* Goal of the exercise *
In the Hovis strike text below, rewrite the part that starts at "The dispute would" and stops after "workers for support.", swapping "strike action" for "industrial action".

=== Provided passage ===

The dispute would have ended with the third week-long strike, planned for the end of September, but 48 hours before it was due to start management approached the union and offered a deal which would mean 24 agency workers on zero hours contracts being taken on full-time, and an agreement only to use agency staff when ‘sufficient commitment by Hovis employees to work overtime and banked hours’ could not be secured for production to meet demand. Agency workers who worked 39 hours per week for 12 consecutive weeks would also in future be moved to parity of pay with permanent Hovis employees. An attempt to broaden the casualisation of the workforce at Hovis had been stopped in its tracks by effective strike action, with the help of mass picketing and the BFAWU’s success in asking other workers for support.

=== Available data ===

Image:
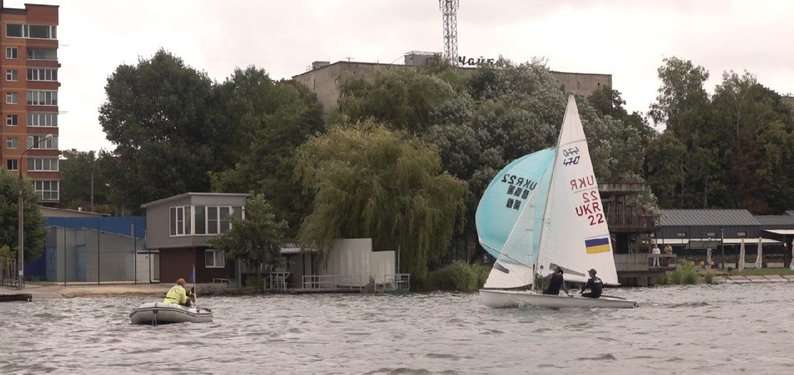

===

* Exercise result *
The dispute would have ended with the third week-long strike, planned for the end of September, but 48 hours before it was due to start management approached the union and offered a deal which would mean 24 agency workers on zero hours contracts being taken on full-time, and an agreement only to use agency staff when ‘sufficient commitment by Hovis employees to work overtime and banked hours’ could not be secured for production to meet demand. Agency workers who worked 39 hours per week for 12 consecutive weeks would also in future be moved to parity of pay with permanent Hovis employees. An attempt to broaden the casualisation of the workforce at Hovis had been stopped in its tracks by effective industrial action, with the help of mass picketing and the BFAWU’s success in asking other workers for support.